■ **Reading passage**
'''

Laudetur Jesus Christus! Gelobt sei Jesus Christus! Sia lodato Gesù Cristo! Praised be Jesus Christ!
Today we see the final part of the interview/article from Cardinal Sarah. I hope that this information on the direction of liturgical prayer has been helpful. Most commonly viewed as the ‘priest having his back towards up,’ this orientation for prayer is quite ancient and a beautiful expression of the Church’s unity in worshiping God together.
The Cardinal, in these past two weeks, has been making presentations at a conference on the liturgy. He has called for a return to a common direction in our liturgical prayer beginning in Advent. This will certainly be something that the priests will be discussing in our meetings over these next few months. Have a blessed week ahead!
“What do you think about the participation of the faithful? The participation of the faithful is primary. It consists, first of all, of allowing ourselves to be led to follow Christ in the mystery of his death and of his resurrection. “One doesn’t go to Mass to attend a representation. One goes to participate in the mystery of God,” Pope Francis reminded us very recently. The orientation of the assembly toward the Lord is a simple and concrete means to encourage a true participation for all at the liturgy.
The participation of the faithful, therefore, would not be understood as a necessity to “do something.” On this point, we have deformed the teaching of the Council. On the contrary, it is to allow Christ to take us and associate us with his sacrifice. Only a view tempered in a contemplative faith keeps us from reducing the liturgy to a theater show where each has a role to play. The Eucharist makes us enter in the prayer of Jesus and in his sacrifice, because he alone knows how to adore in spirit and in truth.

'''

■ **Given information**
'''

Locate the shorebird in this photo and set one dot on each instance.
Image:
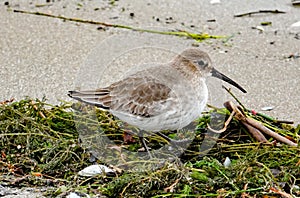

'''

■ **Work to do**
• 1. In the liturgy passage, when does the Cardinal call for the return to a common direction in liturgical prayer to begin?
• 2. Print the liturgy passage between "Today we see" and "worshiping God together.", inclusive.
• 3. Do these statements agree with the liturgy passage? (a) Pope Francis is quoted as saying that one goes to Mass to attend a representation. (b) The participation of the faithful is described as primary. (c) The orientation for prayer is called a recent development.
The data plays no role here.

■ **Answers provided**
• 1. In Advent.

• 2.
Today we see the final part of the interview/article from Cardinal Sarah. I hope that this information on the direction of liturgical prayer has been helpful. Most commonly viewed as the ‘priest having his back towards up,’ this orientation for prayer is quite ancient and a beautiful expression of the Church’s unity in worshiping God together.

• 3.
(a) No: "One doesn’t go to Mass to attend a representation."
(b) Yes: "The participation of the faithful is primary."
(c) No: "this orientation for prayer is quite ancient"